Stored data entries:
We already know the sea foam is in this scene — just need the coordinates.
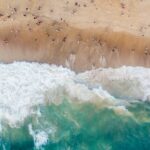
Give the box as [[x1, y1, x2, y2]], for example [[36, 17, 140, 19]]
[[0, 62, 149, 126], [0, 62, 113, 126], [77, 66, 150, 101]]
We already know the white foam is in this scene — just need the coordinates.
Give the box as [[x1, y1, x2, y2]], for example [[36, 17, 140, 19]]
[[0, 62, 149, 126], [29, 124, 49, 149], [77, 66, 150, 101], [0, 62, 114, 126]]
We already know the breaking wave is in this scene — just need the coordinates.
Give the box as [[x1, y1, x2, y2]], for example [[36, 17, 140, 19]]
[[0, 62, 149, 149]]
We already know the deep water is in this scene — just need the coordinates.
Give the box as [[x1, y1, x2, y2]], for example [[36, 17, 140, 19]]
[[1, 100, 150, 150]]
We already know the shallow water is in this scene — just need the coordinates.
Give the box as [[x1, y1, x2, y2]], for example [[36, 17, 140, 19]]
[[0, 62, 149, 150], [1, 100, 150, 150]]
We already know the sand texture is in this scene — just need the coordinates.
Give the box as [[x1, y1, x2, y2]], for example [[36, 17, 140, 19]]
[[0, 0, 150, 71]]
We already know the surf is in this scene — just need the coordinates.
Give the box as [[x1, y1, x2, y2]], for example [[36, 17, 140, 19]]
[[0, 62, 149, 149]]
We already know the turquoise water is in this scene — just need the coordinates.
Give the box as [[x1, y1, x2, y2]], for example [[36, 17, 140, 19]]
[[0, 62, 149, 150], [1, 99, 150, 150]]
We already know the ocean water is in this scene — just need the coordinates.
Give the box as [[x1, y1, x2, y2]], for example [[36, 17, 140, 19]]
[[0, 62, 149, 150]]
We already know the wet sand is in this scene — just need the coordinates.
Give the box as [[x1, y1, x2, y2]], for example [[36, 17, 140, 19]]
[[0, 0, 150, 71]]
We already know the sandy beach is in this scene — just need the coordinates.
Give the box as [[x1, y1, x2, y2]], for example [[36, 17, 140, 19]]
[[0, 0, 150, 71]]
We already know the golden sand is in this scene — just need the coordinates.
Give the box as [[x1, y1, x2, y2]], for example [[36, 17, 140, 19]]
[[0, 0, 150, 71]]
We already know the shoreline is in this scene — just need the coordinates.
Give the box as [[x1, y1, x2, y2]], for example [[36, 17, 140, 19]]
[[0, 0, 150, 72]]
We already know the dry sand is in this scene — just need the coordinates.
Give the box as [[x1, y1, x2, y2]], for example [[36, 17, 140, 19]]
[[0, 0, 150, 71]]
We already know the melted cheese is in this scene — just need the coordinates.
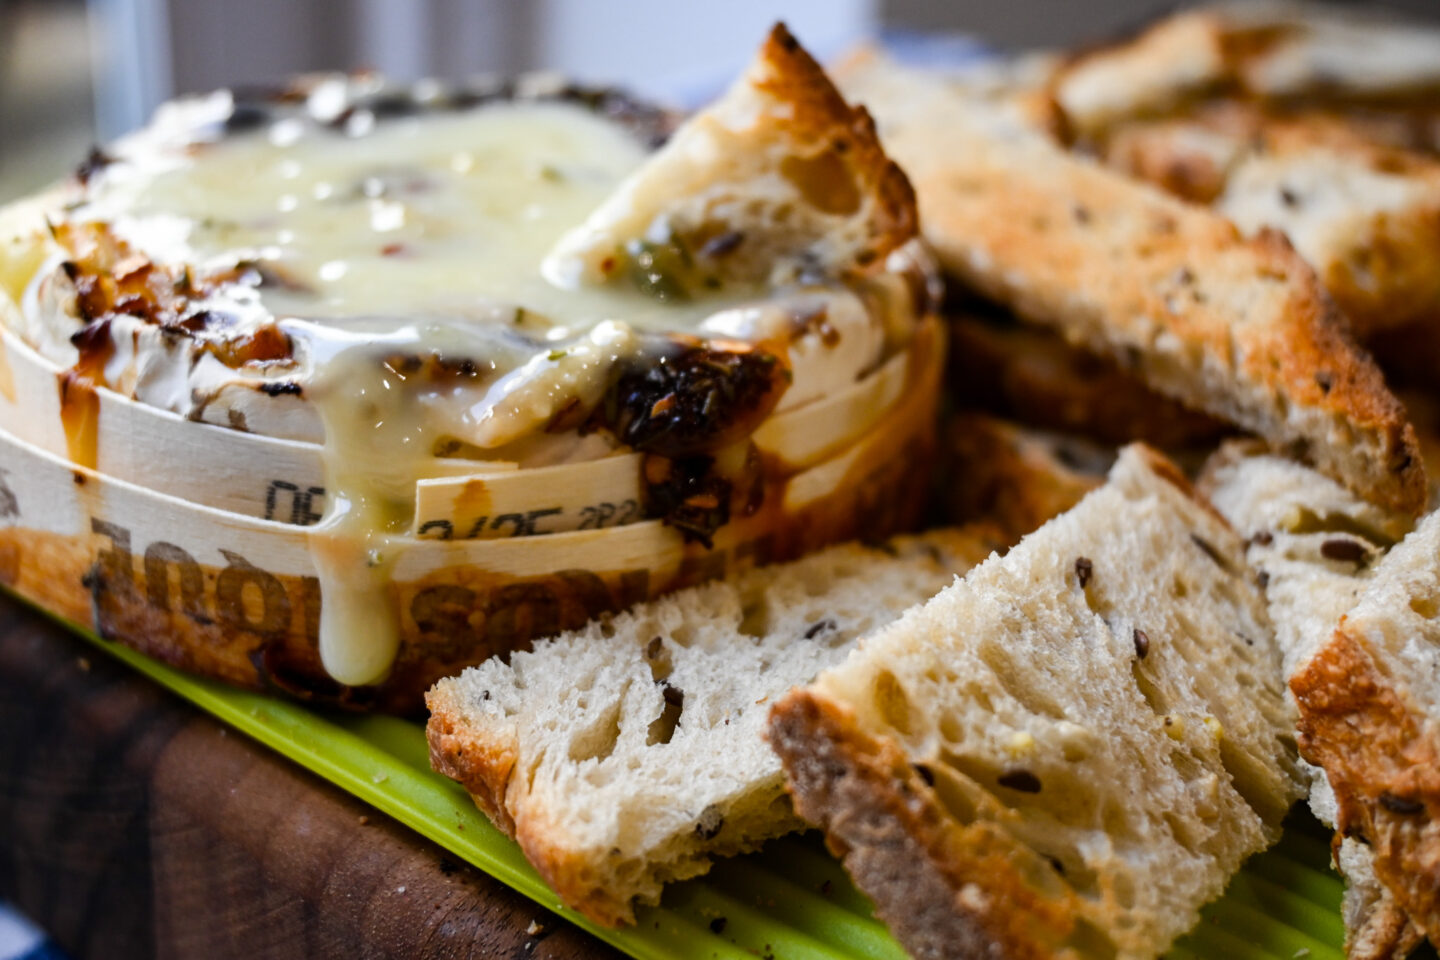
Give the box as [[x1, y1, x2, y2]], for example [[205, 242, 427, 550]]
[[89, 102, 654, 325], [25, 93, 912, 688]]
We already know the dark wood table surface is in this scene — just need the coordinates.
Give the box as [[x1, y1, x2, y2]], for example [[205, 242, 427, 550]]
[[0, 592, 620, 960]]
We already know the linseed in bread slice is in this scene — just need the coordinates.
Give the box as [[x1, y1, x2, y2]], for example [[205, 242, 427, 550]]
[[543, 24, 916, 294], [425, 526, 1001, 927], [769, 445, 1304, 960], [838, 54, 1425, 516], [1199, 442, 1421, 959]]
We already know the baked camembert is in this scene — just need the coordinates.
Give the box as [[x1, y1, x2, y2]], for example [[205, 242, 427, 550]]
[[0, 27, 938, 698]]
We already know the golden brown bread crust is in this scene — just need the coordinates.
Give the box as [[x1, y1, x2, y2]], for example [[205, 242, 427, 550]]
[[768, 690, 1081, 960], [425, 684, 519, 836], [1292, 627, 1440, 941], [947, 311, 1229, 448], [756, 24, 918, 273]]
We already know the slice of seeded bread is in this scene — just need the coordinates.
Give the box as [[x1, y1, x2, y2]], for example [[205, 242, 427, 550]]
[[543, 24, 916, 294], [1199, 442, 1422, 959], [1296, 508, 1440, 949], [947, 309, 1228, 448], [837, 54, 1426, 517], [942, 411, 1111, 544], [1102, 103, 1440, 340], [769, 444, 1304, 960], [425, 525, 1002, 927]]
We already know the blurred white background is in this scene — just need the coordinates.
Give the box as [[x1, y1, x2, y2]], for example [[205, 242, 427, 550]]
[[2, 0, 1440, 201]]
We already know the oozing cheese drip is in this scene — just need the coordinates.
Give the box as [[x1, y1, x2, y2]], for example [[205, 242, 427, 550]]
[[302, 318, 646, 685], [34, 94, 910, 688]]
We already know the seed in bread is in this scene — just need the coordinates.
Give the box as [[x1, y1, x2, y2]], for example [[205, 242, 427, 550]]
[[769, 444, 1304, 960], [426, 526, 1002, 926]]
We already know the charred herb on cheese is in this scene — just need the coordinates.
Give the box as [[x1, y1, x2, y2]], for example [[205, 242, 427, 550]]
[[51, 222, 296, 376], [593, 340, 786, 544]]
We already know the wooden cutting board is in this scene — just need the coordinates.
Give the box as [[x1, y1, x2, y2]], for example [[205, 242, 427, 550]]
[[0, 592, 619, 960]]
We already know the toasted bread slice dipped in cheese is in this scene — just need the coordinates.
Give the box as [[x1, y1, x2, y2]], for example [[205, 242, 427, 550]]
[[1199, 442, 1422, 960], [1104, 103, 1440, 340], [838, 55, 1426, 516], [769, 444, 1304, 960], [426, 526, 1002, 926], [543, 23, 917, 295]]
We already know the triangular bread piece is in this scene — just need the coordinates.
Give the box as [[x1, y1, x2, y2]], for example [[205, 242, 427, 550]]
[[1199, 442, 1423, 959], [837, 55, 1425, 516], [542, 24, 916, 293], [426, 526, 1002, 926], [769, 445, 1304, 960]]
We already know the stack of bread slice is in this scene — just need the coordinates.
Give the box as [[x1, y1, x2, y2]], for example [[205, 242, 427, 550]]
[[424, 6, 1440, 957], [769, 445, 1303, 960], [428, 526, 1003, 925]]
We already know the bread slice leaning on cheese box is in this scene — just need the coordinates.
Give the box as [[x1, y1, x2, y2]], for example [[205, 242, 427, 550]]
[[769, 444, 1305, 960], [0, 26, 948, 711], [427, 524, 1004, 926], [835, 51, 1427, 519]]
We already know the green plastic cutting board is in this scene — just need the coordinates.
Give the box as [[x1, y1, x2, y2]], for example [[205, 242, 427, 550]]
[[37, 597, 1347, 960]]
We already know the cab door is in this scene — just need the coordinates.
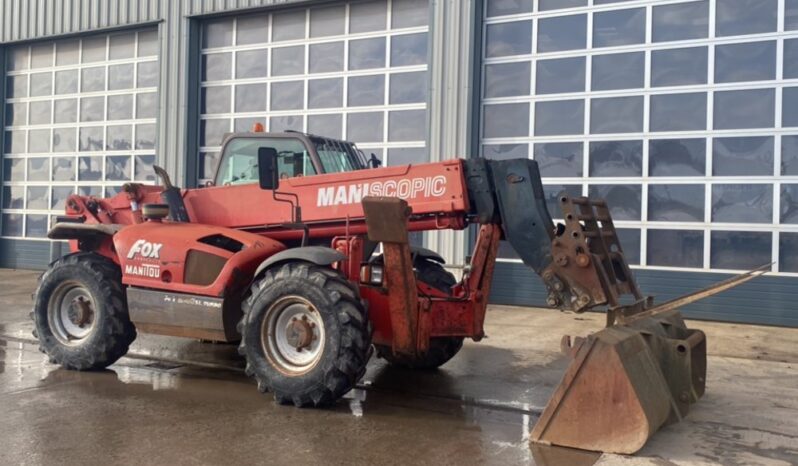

[YOUR OBJECTIVE]
Please reproduce the entries above line by line, exactly, leaving out each image.

[REPLY]
We already know the sea foam is in this scene — just need the coordinates.
Give the box as [[x1, y1, x2, y2]], for example [[36, 17, 140, 19]]
[[0, 62, 149, 126], [0, 62, 113, 126], [77, 66, 150, 101]]
We already know the white foam is in this scene — just need the coordinates.
Give the box as [[x1, y1, x2, y2]], for example [[36, 17, 140, 19]]
[[0, 62, 149, 126], [29, 124, 49, 149], [77, 66, 150, 101], [0, 62, 114, 126]]
We already know the breaking wave is in this scene — just need the coordinates.
Give the box as [[x1, y1, x2, y2]], for example [[36, 17, 140, 19]]
[[0, 62, 149, 149]]
We already know the deep water is in this scene — just need the coordinates.
Give the box as [[x1, y1, x2, y2]], for example [[36, 17, 140, 19]]
[[1, 100, 150, 150]]
We already know the shallow water is in this scene — just need the coordinates.
Give the box as [[x1, y1, x2, y2]], for example [[36, 17, 140, 19]]
[[0, 62, 149, 150], [1, 100, 150, 150]]
We already know the sand texture is in this scene — just need the coordinates.
Give the box as [[x1, y1, x2, y2]], for example [[36, 17, 140, 19]]
[[0, 0, 150, 71]]
We already know the surf is in this scene — just need the coordinates.
Give the box as [[x1, y1, x2, y2]], for example [[36, 17, 140, 19]]
[[0, 62, 149, 149]]
We already know the turquoise water is in this scene — just need the coordinates.
Give the box as [[x1, y1, x2, y2]], for example [[36, 17, 140, 19]]
[[0, 62, 149, 150], [1, 99, 150, 150]]
We already know the ocean water is in this scene — just need the coordinates.
Give the box as [[x1, y1, x2, y2]], for example [[36, 17, 140, 19]]
[[0, 62, 149, 150]]
We already know the wet sand is in this scene — just need the coordinates.
Give the box as [[x1, y1, x2, y2]], for example [[36, 17, 140, 19]]
[[0, 0, 150, 71]]
We already know the sandy beach is in this scene — just need the coordinates.
Give the box as [[x1, y1, x2, y2]], for example [[36, 17, 140, 19]]
[[0, 0, 150, 71]]
We already know the golden sand is in this scene — just need the coordinates.
Give the box as [[x1, y1, x2, y2]], for example [[36, 17, 140, 19]]
[[0, 0, 150, 71]]
We already know the shoreline is in this scene — just need the coordinates.
Give the box as [[x1, y1, x2, y2]], for example [[36, 17, 140, 19]]
[[0, 0, 150, 72]]
We already know the dry sand is in this scene — just need the coordinates.
Give the box as [[x1, y1, x2, y2]], for example [[36, 17, 140, 19]]
[[0, 0, 150, 71]]
We already know the melted cheese is in this scene — just need the coordinates.
Give the box as [[x1, y1, x2, y2]], for example [[205, 242, 427, 550]]
[[89, 102, 654, 325], [25, 93, 912, 688]]
We already know the dark wood table surface is in this scene — just need the coordinates.
Give the box as [[x1, y1, x2, y2]], for example [[205, 242, 427, 550]]
[[0, 592, 620, 960]]
We already know the linseed in bread slice is in this scene — just need the coordinates.
Give the box as [[x1, y1, x2, y2]], for example [[205, 242, 427, 550]]
[[543, 24, 916, 294], [425, 526, 1001, 927], [769, 445, 1304, 960], [838, 54, 1425, 516], [1199, 442, 1421, 959]]
We already know the baked camembert is in this scene — just need the coordinates.
Give the box as [[x1, y1, x2, y2]], for example [[205, 242, 427, 550]]
[[0, 27, 938, 698]]
We already know the golden brown bread crust is in this scene — just need the coordinates.
Give the box as [[x1, y1, x2, y2]], for example [[205, 242, 427, 550]]
[[768, 690, 1081, 960], [425, 684, 519, 836], [1292, 627, 1440, 941], [947, 311, 1229, 448], [756, 24, 918, 273]]
We already know the slice of seeded bread is in this scene — just need the coordinates.
Give the box as [[x1, y1, x2, y2]], for example [[205, 242, 427, 550]]
[[543, 24, 916, 294], [1199, 442, 1422, 959], [1296, 508, 1440, 949], [947, 309, 1228, 448], [837, 54, 1426, 517], [942, 411, 1111, 544], [1102, 103, 1440, 340], [769, 444, 1304, 960], [425, 525, 1002, 927]]
We already know the blurred white background is in this scene — just need the coordinates.
Give the box as [[x1, y1, x2, y2]], for example [[205, 242, 427, 550]]
[[2, 0, 1440, 201]]
We already know the oozing cheese drip is in this scene — just need the coordinates.
Give the box as [[x1, y1, x2, y2]], for example [[205, 242, 427, 550]]
[[302, 318, 646, 685], [34, 94, 910, 688]]
We already know the seed in bread is in this scene — just need the coordinates.
Give the box as [[x1, y1, x2, y2]], for example [[205, 242, 427, 550]]
[[769, 444, 1304, 960], [426, 526, 1002, 926]]
We already know the charred herb on cheese is in this scene — just need the coordinates.
Give the box as [[x1, y1, x2, y2]], for example [[205, 242, 427, 550]]
[[51, 222, 296, 376], [593, 340, 786, 544]]
We already know the wooden cutting board is in this scene — just need the coordinates.
Give the box as [[x1, y1, x2, y2]], for example [[205, 242, 427, 550]]
[[0, 592, 619, 960]]
We already know the toasted bread slice dipped in cheese is in this scene — just need the coordinates.
Give the box as [[x1, y1, x2, y2]], for example [[205, 242, 427, 550]]
[[1199, 442, 1422, 960], [1104, 103, 1440, 340], [838, 55, 1426, 516], [769, 444, 1304, 960], [426, 526, 1002, 926], [543, 23, 917, 295]]
We already know the triangular bread piece is in this scene — just need the coordinates.
Give the box as [[x1, y1, x2, y2]], for example [[205, 242, 427, 550]]
[[1199, 442, 1423, 959], [837, 55, 1425, 516], [542, 24, 916, 293], [426, 526, 1002, 926], [769, 445, 1304, 960]]
We already know the stack of bread slice is in this scene — just need the coordinates.
Give the box as [[x1, y1, x2, y2]], for example [[205, 242, 427, 550]]
[[424, 6, 1440, 957], [769, 445, 1303, 960], [428, 526, 1003, 925]]
We already know the bread slice leaning on cheese box is in this scene — just need the coordinates.
Give the box as [[x1, y1, x2, y2]], for example [[205, 242, 427, 550]]
[[769, 444, 1305, 960], [0, 26, 948, 711], [427, 524, 1004, 926], [835, 51, 1427, 519]]
We already know the green plastic cutting board is in this scene — just need the coordinates.
Give the box as [[x1, y1, x2, y2]], for example [[205, 242, 427, 550]]
[[37, 597, 1347, 960]]
We already know the cab door is in this scene — just need the coordinates.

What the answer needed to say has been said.